AIM OF THE EXERCISE → Find every line in the entries that contains the word "field" and copy each one.
>> BEGIN DATA ROWS
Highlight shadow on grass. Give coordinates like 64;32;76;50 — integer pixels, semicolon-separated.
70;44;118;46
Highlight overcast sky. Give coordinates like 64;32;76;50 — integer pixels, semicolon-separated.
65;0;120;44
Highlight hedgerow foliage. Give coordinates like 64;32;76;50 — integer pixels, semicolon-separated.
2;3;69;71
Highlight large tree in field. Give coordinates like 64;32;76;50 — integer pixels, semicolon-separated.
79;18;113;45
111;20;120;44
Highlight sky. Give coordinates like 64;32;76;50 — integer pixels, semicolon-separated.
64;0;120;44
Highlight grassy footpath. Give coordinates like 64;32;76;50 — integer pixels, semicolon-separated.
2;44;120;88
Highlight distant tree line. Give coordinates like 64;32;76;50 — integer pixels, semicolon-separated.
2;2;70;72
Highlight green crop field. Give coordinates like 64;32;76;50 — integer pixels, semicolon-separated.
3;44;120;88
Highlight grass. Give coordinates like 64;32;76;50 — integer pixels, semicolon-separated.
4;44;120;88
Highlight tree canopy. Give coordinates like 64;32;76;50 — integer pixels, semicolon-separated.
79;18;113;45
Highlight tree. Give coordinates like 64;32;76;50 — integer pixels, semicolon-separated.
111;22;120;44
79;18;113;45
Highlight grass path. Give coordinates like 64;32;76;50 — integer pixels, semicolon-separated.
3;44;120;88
>> END DATA ROWS
>> BEGIN DATA ROWS
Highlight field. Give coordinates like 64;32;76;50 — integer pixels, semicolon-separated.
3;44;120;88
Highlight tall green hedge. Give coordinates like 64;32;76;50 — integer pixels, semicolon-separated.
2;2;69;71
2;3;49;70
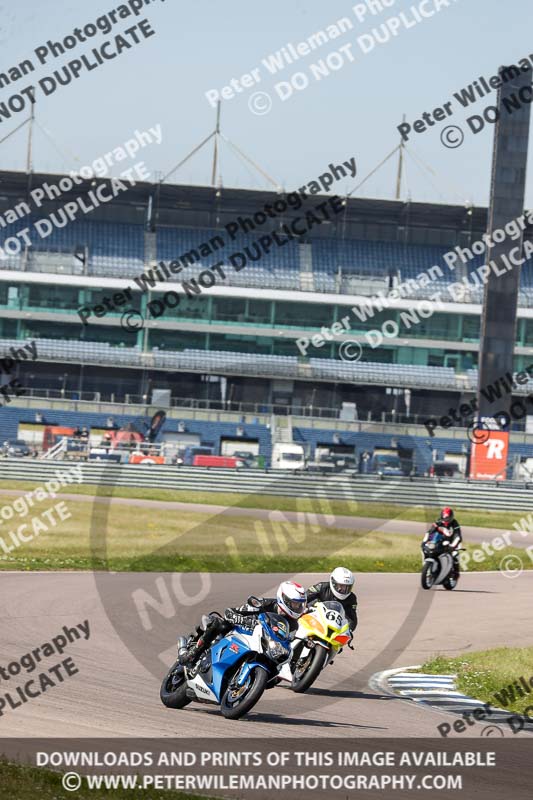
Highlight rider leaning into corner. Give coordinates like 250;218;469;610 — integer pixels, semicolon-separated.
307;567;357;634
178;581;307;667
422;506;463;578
>> END DATA ROWS
SOLUTION FOR THIS PROBLEM →
Highlight large tree in field. Give coordinates like 64;32;76;50 — integer pixels, semicolon-separated.
Highlight green crop field. Give coordinates like 64;32;76;50 — integer pixels, semicolon-separated.
Highlight field. Give coordinates like 64;32;76;50 — integer pixels, semicolon-separated.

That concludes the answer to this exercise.